* BEGIN EXCERPTED PASSAGE *

Curve Fitting

Curve Fitting#

Teng-Jui Lin

Content adapted from UW CHEME 375, Chemical Engineering Computer Skills, in Spring 2021.

Python skills and numerical methods
- curve fitting by scipy.optimize.curve_fit()
- minimizing least squared residual byscipy.optimize.minimize()
ChemE applications
- Curve fitting of data
- Clausius-Clapeyron equation

Fitting the Clausius-Clapeyron equation#

Problem Statement. Fit a curve according to the Clausius-Clapeyron equation for the temperature series

[80, 100, 120, 140, 160, 180, 200, 220, 240, 260, 280]

with units of K, and the vapor pressure series

[4.98e-02, 1.22e+01, 3.65e+02, 4.02e+03, 2.43e+04, 6.62e+04, 1.47e+05, 2.68e+05, 8.91e+05, 9.85e+05, 1.62e+06]

with units of Pa.

Solution. One form of the Clausius-Clapeyron equation is given by

\ln P^{*} = - \frac{Δ H_{vap}}{R T} + B,

where $P^{*}$ is the vapor pressure, $Δ H_{vap}$ is the heat of vaporization, $T$ is the absolute temperature, $R$ is the ideal gas constant, and $B$ is a constant.

Given $P^{*}$ and $T$ datasets, we can fit the Clausius-Clapeyron equation by recognizing that

\ln P^{*} = \frac{A}{T} + B,

where $A = - \frac{Δ H_{vap}}{R}$ , is a linear equation of $\ln P^{*}$ and $\frac{1}{T}$ .

* END EXCERPTED PASSAGE *
* BEGIN EXTRACTED RECORDS *

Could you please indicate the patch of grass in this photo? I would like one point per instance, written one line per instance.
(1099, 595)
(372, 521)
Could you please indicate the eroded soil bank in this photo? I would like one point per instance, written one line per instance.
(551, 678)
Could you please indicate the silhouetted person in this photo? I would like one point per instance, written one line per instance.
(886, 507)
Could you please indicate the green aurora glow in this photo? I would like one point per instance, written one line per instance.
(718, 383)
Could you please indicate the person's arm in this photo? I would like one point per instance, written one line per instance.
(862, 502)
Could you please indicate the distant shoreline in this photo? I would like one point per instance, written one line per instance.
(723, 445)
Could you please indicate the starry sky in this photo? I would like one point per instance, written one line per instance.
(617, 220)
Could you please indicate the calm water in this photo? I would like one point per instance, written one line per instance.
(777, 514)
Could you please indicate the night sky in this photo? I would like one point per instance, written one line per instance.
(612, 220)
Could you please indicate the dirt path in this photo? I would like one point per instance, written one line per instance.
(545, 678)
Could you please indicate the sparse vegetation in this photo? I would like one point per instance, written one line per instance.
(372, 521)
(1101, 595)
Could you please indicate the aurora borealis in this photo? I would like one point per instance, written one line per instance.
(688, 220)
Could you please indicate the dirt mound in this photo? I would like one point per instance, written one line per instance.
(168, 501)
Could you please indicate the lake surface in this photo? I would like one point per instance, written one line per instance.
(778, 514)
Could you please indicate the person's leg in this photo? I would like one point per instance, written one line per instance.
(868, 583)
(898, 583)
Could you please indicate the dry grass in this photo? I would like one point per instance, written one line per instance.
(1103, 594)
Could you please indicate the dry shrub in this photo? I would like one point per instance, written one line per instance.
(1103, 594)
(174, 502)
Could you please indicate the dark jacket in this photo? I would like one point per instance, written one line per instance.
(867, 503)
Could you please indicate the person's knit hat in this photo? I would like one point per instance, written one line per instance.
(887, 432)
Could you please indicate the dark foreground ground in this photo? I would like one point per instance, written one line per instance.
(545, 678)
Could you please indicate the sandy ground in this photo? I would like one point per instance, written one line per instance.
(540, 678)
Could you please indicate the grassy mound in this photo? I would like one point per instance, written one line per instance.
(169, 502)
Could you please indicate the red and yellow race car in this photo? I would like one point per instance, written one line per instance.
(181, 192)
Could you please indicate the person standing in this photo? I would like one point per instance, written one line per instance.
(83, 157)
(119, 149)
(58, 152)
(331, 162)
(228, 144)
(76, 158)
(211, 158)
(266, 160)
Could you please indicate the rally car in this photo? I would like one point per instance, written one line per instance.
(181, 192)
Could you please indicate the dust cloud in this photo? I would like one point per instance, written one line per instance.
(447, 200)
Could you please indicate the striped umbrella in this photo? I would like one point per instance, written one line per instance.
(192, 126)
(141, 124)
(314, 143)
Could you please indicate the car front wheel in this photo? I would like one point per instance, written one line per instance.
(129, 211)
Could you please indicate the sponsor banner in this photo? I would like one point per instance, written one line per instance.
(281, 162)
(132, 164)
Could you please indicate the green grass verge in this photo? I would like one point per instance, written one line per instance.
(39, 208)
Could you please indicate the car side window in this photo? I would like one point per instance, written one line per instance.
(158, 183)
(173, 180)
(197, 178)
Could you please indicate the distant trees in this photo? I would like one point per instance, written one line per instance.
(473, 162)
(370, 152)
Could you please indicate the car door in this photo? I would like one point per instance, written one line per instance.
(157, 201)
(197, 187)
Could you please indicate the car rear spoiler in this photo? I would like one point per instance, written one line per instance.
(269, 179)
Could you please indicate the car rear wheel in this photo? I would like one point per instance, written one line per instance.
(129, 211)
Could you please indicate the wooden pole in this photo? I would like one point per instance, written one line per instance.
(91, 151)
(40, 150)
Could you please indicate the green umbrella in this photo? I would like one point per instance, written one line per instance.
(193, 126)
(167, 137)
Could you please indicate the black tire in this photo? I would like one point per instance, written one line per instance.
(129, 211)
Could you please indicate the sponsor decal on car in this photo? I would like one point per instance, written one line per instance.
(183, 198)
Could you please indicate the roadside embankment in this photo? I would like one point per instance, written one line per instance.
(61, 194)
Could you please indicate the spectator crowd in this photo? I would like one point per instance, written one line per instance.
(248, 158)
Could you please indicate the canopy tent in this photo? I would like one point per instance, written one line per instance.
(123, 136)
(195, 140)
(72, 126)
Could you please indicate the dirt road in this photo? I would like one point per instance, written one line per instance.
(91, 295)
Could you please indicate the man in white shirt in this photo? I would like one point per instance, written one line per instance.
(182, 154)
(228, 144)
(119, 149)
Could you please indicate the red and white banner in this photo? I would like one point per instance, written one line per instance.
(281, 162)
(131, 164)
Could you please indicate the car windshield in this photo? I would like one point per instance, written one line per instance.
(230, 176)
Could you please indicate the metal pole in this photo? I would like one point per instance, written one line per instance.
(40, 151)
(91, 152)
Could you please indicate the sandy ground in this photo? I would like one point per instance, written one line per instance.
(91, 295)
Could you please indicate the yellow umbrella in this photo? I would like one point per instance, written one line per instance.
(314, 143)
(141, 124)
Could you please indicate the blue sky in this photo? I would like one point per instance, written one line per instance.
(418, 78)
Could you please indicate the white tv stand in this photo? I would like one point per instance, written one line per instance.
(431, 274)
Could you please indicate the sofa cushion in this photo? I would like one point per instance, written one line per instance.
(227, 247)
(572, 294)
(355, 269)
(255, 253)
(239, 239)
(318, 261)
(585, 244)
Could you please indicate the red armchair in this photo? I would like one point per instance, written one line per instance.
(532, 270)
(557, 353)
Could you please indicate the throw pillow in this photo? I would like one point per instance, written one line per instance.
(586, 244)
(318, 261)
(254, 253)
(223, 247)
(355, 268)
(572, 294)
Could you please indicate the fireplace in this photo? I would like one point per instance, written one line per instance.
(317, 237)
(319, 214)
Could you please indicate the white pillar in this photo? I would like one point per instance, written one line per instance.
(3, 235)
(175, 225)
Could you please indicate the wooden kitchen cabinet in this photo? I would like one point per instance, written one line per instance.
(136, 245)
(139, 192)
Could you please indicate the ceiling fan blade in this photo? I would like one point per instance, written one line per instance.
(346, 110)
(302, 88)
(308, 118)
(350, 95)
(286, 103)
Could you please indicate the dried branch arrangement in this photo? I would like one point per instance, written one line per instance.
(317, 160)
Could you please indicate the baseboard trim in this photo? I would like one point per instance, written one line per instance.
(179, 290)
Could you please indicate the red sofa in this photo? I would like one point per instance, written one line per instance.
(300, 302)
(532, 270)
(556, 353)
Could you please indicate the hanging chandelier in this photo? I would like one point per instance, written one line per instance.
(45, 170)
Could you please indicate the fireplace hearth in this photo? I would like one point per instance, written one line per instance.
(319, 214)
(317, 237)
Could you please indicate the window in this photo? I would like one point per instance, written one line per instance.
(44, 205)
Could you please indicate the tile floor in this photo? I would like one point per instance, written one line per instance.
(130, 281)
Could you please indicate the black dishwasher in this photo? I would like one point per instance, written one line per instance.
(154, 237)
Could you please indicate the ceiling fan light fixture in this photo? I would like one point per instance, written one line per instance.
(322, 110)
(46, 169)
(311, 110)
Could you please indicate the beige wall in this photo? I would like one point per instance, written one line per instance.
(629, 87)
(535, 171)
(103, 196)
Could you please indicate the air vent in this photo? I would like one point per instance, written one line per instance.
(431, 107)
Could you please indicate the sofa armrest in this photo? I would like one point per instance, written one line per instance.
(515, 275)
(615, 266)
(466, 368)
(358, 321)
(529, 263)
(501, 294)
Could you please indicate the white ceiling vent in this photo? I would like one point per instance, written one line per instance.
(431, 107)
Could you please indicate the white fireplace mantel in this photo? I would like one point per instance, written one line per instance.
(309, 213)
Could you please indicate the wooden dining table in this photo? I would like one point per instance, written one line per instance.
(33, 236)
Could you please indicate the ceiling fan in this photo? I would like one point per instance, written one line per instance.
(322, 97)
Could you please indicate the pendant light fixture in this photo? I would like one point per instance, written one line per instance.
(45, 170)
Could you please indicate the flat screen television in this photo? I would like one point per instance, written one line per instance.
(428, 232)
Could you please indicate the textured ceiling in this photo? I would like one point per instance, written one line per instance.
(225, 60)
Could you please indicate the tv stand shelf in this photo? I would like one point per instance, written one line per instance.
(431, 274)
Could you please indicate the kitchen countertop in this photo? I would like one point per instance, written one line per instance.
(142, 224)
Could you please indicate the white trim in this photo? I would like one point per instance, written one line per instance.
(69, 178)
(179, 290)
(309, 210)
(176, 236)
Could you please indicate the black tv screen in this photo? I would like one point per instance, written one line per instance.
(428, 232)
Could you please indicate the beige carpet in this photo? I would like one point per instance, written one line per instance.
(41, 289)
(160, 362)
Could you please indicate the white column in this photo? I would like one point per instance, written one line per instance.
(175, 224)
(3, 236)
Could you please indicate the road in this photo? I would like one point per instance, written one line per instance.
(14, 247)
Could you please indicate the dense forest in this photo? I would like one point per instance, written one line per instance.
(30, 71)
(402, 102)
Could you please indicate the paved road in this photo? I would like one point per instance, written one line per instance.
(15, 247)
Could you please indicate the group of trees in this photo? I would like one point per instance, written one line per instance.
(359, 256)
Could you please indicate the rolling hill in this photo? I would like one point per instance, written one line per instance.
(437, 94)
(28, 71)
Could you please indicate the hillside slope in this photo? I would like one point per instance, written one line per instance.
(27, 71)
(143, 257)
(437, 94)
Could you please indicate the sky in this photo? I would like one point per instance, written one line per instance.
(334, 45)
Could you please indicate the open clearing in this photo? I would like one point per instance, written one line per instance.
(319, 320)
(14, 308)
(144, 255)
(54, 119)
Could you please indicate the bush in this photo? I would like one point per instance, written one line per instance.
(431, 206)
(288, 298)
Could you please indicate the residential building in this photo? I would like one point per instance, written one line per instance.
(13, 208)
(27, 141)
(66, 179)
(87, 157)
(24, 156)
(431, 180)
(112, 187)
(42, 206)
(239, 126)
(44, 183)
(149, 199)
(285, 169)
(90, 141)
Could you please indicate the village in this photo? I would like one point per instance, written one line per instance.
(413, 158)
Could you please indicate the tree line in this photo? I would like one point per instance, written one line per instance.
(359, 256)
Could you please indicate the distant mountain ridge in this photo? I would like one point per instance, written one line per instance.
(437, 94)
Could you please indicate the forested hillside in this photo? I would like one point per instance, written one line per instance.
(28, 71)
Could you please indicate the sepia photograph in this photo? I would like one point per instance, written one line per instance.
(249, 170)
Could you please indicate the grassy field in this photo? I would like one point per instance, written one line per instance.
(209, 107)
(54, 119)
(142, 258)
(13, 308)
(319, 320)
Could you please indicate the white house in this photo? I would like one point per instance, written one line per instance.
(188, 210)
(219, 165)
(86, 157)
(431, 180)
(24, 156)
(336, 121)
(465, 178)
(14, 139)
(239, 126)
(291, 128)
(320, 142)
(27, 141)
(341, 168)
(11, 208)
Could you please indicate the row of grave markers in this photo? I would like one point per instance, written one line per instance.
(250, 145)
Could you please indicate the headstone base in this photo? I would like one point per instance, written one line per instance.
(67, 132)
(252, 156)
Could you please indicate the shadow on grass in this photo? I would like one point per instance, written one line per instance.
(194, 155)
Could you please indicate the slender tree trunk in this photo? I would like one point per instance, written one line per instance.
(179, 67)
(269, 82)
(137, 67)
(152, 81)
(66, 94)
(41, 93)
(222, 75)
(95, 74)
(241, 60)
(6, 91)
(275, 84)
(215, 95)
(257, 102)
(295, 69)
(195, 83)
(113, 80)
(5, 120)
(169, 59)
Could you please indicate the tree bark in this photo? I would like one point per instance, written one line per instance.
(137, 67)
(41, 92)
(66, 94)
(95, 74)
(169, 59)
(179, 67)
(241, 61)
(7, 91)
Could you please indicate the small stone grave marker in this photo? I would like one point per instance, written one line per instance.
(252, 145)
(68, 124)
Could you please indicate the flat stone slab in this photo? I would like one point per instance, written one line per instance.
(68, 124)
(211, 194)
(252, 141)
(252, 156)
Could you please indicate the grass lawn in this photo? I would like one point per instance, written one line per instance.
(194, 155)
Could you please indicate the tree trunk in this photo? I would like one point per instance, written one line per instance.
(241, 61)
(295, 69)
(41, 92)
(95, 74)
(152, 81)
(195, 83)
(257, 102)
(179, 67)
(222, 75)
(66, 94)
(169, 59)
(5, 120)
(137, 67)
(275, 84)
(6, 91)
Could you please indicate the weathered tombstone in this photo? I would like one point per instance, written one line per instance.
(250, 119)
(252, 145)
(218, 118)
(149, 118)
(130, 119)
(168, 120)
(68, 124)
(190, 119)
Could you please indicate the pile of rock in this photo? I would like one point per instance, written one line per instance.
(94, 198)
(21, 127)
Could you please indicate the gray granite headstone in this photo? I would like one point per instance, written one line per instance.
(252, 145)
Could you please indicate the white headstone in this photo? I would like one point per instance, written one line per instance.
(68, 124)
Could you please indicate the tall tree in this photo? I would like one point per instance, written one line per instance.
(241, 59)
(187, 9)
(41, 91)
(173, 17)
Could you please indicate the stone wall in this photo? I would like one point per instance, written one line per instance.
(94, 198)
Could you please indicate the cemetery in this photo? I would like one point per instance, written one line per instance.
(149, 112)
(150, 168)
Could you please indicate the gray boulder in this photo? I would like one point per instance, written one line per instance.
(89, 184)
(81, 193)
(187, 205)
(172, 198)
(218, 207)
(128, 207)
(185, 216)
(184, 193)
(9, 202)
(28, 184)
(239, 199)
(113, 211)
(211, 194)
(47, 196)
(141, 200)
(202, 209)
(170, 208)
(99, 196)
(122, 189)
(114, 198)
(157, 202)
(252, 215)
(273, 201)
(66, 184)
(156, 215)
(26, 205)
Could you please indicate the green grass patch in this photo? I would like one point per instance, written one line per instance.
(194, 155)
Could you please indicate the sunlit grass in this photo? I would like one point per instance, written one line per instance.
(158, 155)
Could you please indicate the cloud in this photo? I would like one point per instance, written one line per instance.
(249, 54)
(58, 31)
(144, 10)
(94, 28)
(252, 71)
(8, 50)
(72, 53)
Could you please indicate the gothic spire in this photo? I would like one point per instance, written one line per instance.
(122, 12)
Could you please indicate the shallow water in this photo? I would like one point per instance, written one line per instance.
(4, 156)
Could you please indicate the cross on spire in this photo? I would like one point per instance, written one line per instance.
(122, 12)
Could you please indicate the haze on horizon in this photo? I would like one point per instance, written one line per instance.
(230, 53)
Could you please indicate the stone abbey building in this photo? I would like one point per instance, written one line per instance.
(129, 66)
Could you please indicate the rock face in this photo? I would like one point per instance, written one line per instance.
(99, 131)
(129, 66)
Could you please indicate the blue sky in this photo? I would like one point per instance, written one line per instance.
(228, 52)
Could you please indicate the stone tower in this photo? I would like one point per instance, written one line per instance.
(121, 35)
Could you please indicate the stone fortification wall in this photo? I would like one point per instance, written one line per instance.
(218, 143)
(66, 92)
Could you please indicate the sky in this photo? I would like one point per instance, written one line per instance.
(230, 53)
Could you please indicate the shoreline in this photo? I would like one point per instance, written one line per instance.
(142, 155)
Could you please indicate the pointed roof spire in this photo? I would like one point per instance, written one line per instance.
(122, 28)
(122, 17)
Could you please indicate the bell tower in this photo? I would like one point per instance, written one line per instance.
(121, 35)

* END EXTRACTED RECORDS *

-- EXERCISE BRIEF --
Write the next part of the Clausius-Clapeyron curve-fitting tutorial, picking up right after its final sentence.

-- RESULT OF THIS EXERCISE --
We can also write it in the exponential form:

P^{*} = \exp (\frac{A}{T} + B) .

Implementation: Curve fitting using `scipy.optimize.curve_fit()`#

In this approach, we use scipy.optimize.curve_fit() to fit the exponential form directly.

import numpy as np
import matplotlib.pyplot as plt
from scipy.optimize import curve_fit
from scipy.optimize import minimize

# define given data points
T = np.array([80, 100, 120, 140, 160, 180, 200, 220, 240, 260, 280])
Pv = np.array([4.98e-02, 1.22e+01, 3.65e+02, 4.02e+03, 2.43e+04, 6.62e+04, 1.47e+05, 2.68e+05, 8.91e+05, 9.85e+05, 1.62e+06])

def clausius_clapeyron(T, A, B):
    '''Exponential form of the Clausius-Clapeyron equation'''
    return np.exp(A/T + B)

# use scipy.optimize.curvefit()
popt, pcov = curve_fit(clausius_clapeyron, T, Pv)
popt

array([-1477.20170831,    19.57105488])

# define curve fit line
T_fit = np.arange(60, 300, 10)
Pv_fit = clausius_clapeyron(T_fit, *popt)

# plot settings
%config InlineBackend.figure_format = 'retina'
%matplotlib inline

plt.rcParams.update({
    'font.family': 'Arial',  # Times New Roman, Calibri
    'font.weight': 'normal',
    'mathtext.fontset': 'cm',
    'font.size': 18,
    
    'lines.linewidth': 2,
    
    'axes.linewidth': 2,
    'axes.spines.top': False,
    'axes.spines.right': False,
    'axes.titleweight': 'bold',
    'axes.titlesize': 18,
    'axes.labelweight': 'bold',
    
    'xtick.major.size': 8,
    'xtick.major.width': 2,
    'ytick.major.size': 8,
    'ytick.major.width': 2,
    
    'figure.dpi': 80,
    
    'legend.framealpha': 1, 
    'legend.edgecolor': 'black',
    'legend.fancybox': False,
    'legend.fontsize': 14
})

fig, axs = plt.subplots(1, 2, figsize=(8, 4))
axs[0].plot(T, Pv, 'o', label='Data point')
axs[0].plot(T_fit, Pv_fit, label='Curve fit')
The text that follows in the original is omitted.